» **TEXT BLOCK**
__________

1: I’m not writing a normal review of the Avengers 2: The Reavengening because I don’t have the time or inclination to.
2: Overall, it was just boring. That was its main flaw. Keep in mind though that, to me, nothing in the world is as boring as computer cartoon action sequences. I’ve really tried to let my guard down. For years I’ve tried. But these scenes are like Tom And Jerry but made with a computer and you’re supposed to take it seriously. The acceptance of this type of CGI is a mass delusion rooted in the knowledge that these cartoons cost a lot of money and the belief that anything expensive is good. I’m convinced that, on this point, it really is everybody else who is crazy. If I’m wrong, please correct me. The difference between Peter Griffin fighting that chicken and an action scene in The Avengers is 1) The Avengers cartoons are made with better technology. 2) You’re supposed to take them seriously. And 3) ???????????
3a) If you don’t know, Josh Wheatman was chased off Twitter by authoritarian, identity politics people. Or “social justice warriors”. Or people who try to politicize their untreated personality disorders, or however you prefer to think of them. But you know who I mean. Or maybe you don’t because you spend your free time with friends or reading great books rather than murdering your brain by paying attention to crazy people on the internet.
The main offensive was supposed to be that The Black Window, which is Scarlett Johansson’s character, declares herself a monster because she is infertile, thereby suggesting that any woman who cannot have children is a monster. If you said, “that doesn’t even really make sense,” then you are correct, but that doesn’t matter.

__________

» **WHAT THIS EXERCISE ASKS**
A. Condense the paragraph of the Avengers review that begins "The main offensive was supposed to be" into two shorter sentences, keeping its main facts.
B. Extend the Avengers review with a few more sentences that pick up right after its last one.
The material has nothing to do with the Avengers review.

» **GIVEN MATERIAL**
__________

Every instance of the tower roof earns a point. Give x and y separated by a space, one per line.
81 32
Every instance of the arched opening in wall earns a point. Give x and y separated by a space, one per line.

__________

» **RESPONSES BY TASK**
A. The supposed offense was that Scarlett Johansson's character, The Black Window, calls herself a monster because she is infertile, which was taken to mean that any woman who cannot have children is a monster. Objecting that this hardly makes sense would be correct, but it doesn't matter.

B.
This narrative about the movie about flying people who fight robots was put forward in think pieces somewhere and the true believers pounced on Joss, an active Twitter user. They made (obviously empty) threats of violence and told Josh to fuck off and die and called him a racist and misogynist and so forth. Read them here, if you want.
Here is what actually happens in the scene. The Window is trying to connect with Bruce Banner who is filled with remorse and self loathing because he butchered a bunch of innocent people as The Hulk. She wants them to have a romantic relationship. He says he can’t because he is such a monster and also cannot have children (because his wiener is too big when he is excited?). She says she cannot have children either. Then explains why she considers herself a monster.
The reason she can’t have kids, she says, is that, when she was being trained to be an assassin (she is an assassin) the KGB or whoever made her infertile. This was one of the many ways in which they attempted to destroy her humanity. The goal was to make her a remorseless killing machine, with no ties to anybody. Having a baby would undermine that, so they made sure it could never happen. Then she says, “you’re not the only monster on this team.” Meaning, of course, she is a monster because she was built into a remorseless killing machine. Not that anyone with a broken uterus is a monster.
So the question becomes, are these critiquers misconstruing the scene intentionally, because they are, hateful, anti-art and anti-intellectual and want all expression to be propaganda advocating their view, or are the really, genuinely that stupid? My wife and I discussed it and there are points on both sides.
For example, people faced with the intellectual buffet at a university do not chose to major in things like journalism and communications because they are towering intellects with an insatiable thirst for knowledge. They generally do it to hide from real work and their own limitations. (Sure, 5% want to be the next Woodward and/or Bernstein). But, on the other hand, can anyone really be too stupid to comprehend a scene in which a comic book hero is looking into the camera and explicitly stating what her motivations are with the intention of making it easily digestible for ten-year-olds?
It’s a mystery.
3b) The positive side of this kerfuffle is that it led to this very compelling and plausible story by an extremely sane human being who is kind of a big shot in these circles.
4) Mark Ruffalo is such a good actor. I think my favorite one who is not extremely old. It would be nice if he made more movies like You Can Count On Me, but he elevates these movies and I am glad he is making millions and millions of dollars.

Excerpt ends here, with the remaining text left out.